Plot 3: In this plot a violin plot is plotted, where the x-axis holds repeated a grade vs not repeated a grade variable and the y-axis holds the overall literacy values. The plot depicts that students who did not repeat a grade did far better in overall literacy compared to students who did repeat a grade.
Plot 4 & 5: In these plots a violin plot is plotted, since both these plots are nearly identical hence it is best to discuss them together. Plot 4 shows the relationship between students having desktop at home and how that is correlated with overall literacy. Plot 5 shows the same thing but instead of desktop it looks at portable laptop at home. The x-axis holds 3 choices i)'No', ii) "Yes, but I don't use it", iii) 'Yes, and I use it' and the y-axis holds the overall literacy values. The plots depict that those students who had a desktop and/or a portable laptop at home did far better in overall literacy compared to students who did not have them.
Plot 7: In this plot a violin plot is plotted. The plot shows a relationship between students who have internet connection vs those who don't and how that correlated with overall literacy. The x-axis holds 3 choices i)'No', ii) "Yes, but I don't use it", iii) 'Yes, and I use it' and the y-axis holds the overall literacy values. The plot depicts that those students who have internet connection and use it did far better in overall literacy compared to students who did not have it or to those who did have it but don't use it.

> **Stated goal A**
Return the plot descriptions about overall literacy above in full, word for word.

> **Records for this task**
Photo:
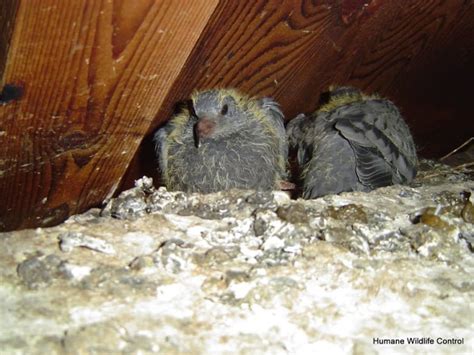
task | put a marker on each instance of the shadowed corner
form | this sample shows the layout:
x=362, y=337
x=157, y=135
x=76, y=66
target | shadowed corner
x=144, y=163
x=11, y=92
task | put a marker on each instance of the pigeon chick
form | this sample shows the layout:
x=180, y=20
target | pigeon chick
x=223, y=140
x=354, y=142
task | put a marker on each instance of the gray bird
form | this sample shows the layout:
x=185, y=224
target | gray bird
x=223, y=140
x=354, y=142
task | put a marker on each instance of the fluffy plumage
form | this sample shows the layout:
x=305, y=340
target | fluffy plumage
x=354, y=142
x=223, y=140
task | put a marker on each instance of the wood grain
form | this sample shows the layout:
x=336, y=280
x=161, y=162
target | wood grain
x=413, y=52
x=8, y=10
x=95, y=74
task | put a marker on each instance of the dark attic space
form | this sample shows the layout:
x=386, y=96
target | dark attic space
x=251, y=177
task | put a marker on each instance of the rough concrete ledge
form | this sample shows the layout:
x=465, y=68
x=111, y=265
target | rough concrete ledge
x=248, y=273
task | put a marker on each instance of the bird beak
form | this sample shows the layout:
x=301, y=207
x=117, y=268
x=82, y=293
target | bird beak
x=203, y=129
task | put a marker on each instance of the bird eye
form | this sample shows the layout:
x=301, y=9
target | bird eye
x=224, y=110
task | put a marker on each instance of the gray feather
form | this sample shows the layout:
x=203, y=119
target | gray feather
x=239, y=148
x=357, y=146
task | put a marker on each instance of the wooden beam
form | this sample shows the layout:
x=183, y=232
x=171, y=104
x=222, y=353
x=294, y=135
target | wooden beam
x=8, y=10
x=95, y=74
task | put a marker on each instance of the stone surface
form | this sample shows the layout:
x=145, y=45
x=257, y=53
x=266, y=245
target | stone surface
x=248, y=272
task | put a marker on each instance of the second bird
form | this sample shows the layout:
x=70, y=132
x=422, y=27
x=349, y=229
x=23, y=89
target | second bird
x=223, y=140
x=354, y=142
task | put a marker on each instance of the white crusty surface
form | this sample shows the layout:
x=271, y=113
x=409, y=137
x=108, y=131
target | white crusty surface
x=247, y=273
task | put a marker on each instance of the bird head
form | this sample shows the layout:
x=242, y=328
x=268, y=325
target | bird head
x=219, y=114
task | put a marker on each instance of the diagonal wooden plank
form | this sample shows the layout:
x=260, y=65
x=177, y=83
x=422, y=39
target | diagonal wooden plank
x=94, y=75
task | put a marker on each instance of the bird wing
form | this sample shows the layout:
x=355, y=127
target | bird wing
x=296, y=131
x=161, y=146
x=273, y=110
x=380, y=162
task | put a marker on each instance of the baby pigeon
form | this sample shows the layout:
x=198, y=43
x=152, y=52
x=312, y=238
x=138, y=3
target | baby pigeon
x=354, y=142
x=223, y=140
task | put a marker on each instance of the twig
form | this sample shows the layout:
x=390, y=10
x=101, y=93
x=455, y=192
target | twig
x=456, y=149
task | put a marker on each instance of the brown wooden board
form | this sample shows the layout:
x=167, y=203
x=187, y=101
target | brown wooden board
x=94, y=74
x=413, y=52
x=99, y=76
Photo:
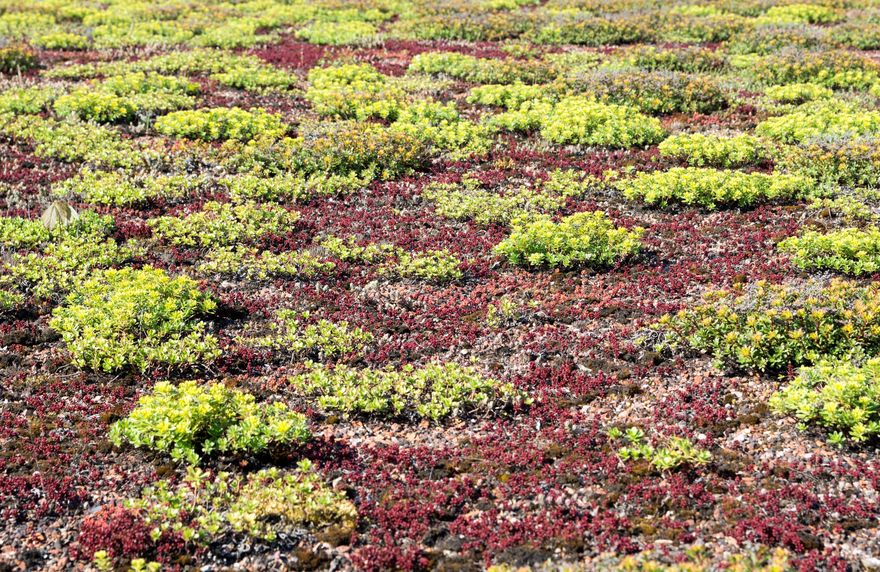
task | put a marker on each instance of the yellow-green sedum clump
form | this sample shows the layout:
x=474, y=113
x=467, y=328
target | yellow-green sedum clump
x=190, y=421
x=713, y=189
x=582, y=239
x=700, y=150
x=770, y=327
x=220, y=123
x=262, y=505
x=583, y=121
x=837, y=395
x=224, y=224
x=848, y=251
x=433, y=391
x=290, y=333
x=137, y=318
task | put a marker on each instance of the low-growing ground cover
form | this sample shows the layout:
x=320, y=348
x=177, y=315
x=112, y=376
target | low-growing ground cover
x=507, y=285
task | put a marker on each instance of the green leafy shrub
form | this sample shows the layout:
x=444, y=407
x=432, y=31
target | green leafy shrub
x=769, y=327
x=293, y=187
x=117, y=189
x=322, y=339
x=593, y=30
x=17, y=59
x=262, y=505
x=820, y=119
x=701, y=150
x=433, y=391
x=837, y=395
x=190, y=421
x=583, y=121
x=431, y=266
x=481, y=70
x=220, y=123
x=848, y=251
x=843, y=160
x=250, y=263
x=801, y=13
x=798, y=93
x=65, y=263
x=510, y=96
x=133, y=317
x=18, y=232
x=335, y=148
x=61, y=41
x=833, y=69
x=653, y=92
x=340, y=33
x=443, y=128
x=694, y=59
x=221, y=224
x=75, y=141
x=353, y=91
x=587, y=238
x=712, y=189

> **Stated goal B**
Retype the rows above word for word, starting at the line that contains "task | put a marker on each instance of the brown" and ending at the last line of the rows. Leave the pictures out.

> **Full answer A**
Plot 3: In this plot a violin plot is plotted, where the x-axis holds repeated a grade vs not repeated a grade variable and the y-axis holds the overall literacy values. The plot depicts that students who did not repeat a grade did far better in overall literacy compared to students who did repeat a grade.
Plot 4 & 5: In these plots a violin plot is plotted, since both these plots are nearly identical hence it is best to discuss them together. Plot 4 shows the relationship between students having desktop at home and how that is correlated with overall literacy. Plot 5 shows the same thing but instead of desktop it looks at portable laptop at home. The x-axis holds 3 choices i)'No', ii) "Yes, but I don't use it", iii) 'Yes, and I use it' and the y-axis holds the overall literacy values. The plots depict that those students who had a desktop and/or a portable laptop at home did far better in overall literacy compared to students who did not have them.
Plot 7: In this plot a violin plot is plotted. The plot shows a relationship between students who have internet connection vs those who don't and how that correlated with overall literacy. The x-axis holds 3 choices i)'No', ii) "Yes, but I don't use it", iii) 'Yes, and I use it' and the y-axis holds the overall literacy values. The plot depicts that those students who have internet connection and use it did far better in overall literacy compared to students who did not have it or to those who did have it but don't use it.

> **Full answer B**
task | put a marker on each instance of the brown wooden board
form | this sample shows the layout:
x=167, y=203
x=187, y=101
target | brown wooden board
x=94, y=74
x=413, y=52
x=99, y=76
Photo:
task | put a marker on each instance of the yellow-green sedum clump
form | this sample shows the layout:
x=474, y=113
x=467, y=328
target | yellow-green sedum clump
x=190, y=421
x=713, y=189
x=582, y=239
x=700, y=150
x=770, y=327
x=220, y=123
x=262, y=505
x=583, y=121
x=837, y=395
x=224, y=224
x=848, y=251
x=433, y=391
x=290, y=333
x=137, y=318
task | put a marker on each instance of the low-growing ground cover
form | this sample shows the layout:
x=320, y=348
x=177, y=315
x=112, y=376
target | low-growing ground cover
x=507, y=285
task | put a marker on each instance of the green leafy shrub
form | this sample shows the layout:
x=444, y=407
x=432, y=31
target | green leafy shrub
x=769, y=327
x=293, y=187
x=117, y=189
x=322, y=339
x=593, y=30
x=17, y=59
x=262, y=505
x=820, y=119
x=701, y=150
x=433, y=391
x=837, y=395
x=190, y=421
x=583, y=121
x=431, y=266
x=481, y=70
x=220, y=123
x=848, y=251
x=843, y=160
x=250, y=263
x=801, y=13
x=798, y=93
x=65, y=263
x=510, y=96
x=133, y=317
x=18, y=232
x=335, y=148
x=61, y=41
x=833, y=69
x=653, y=92
x=340, y=33
x=443, y=128
x=694, y=59
x=221, y=224
x=75, y=141
x=353, y=91
x=587, y=238
x=712, y=189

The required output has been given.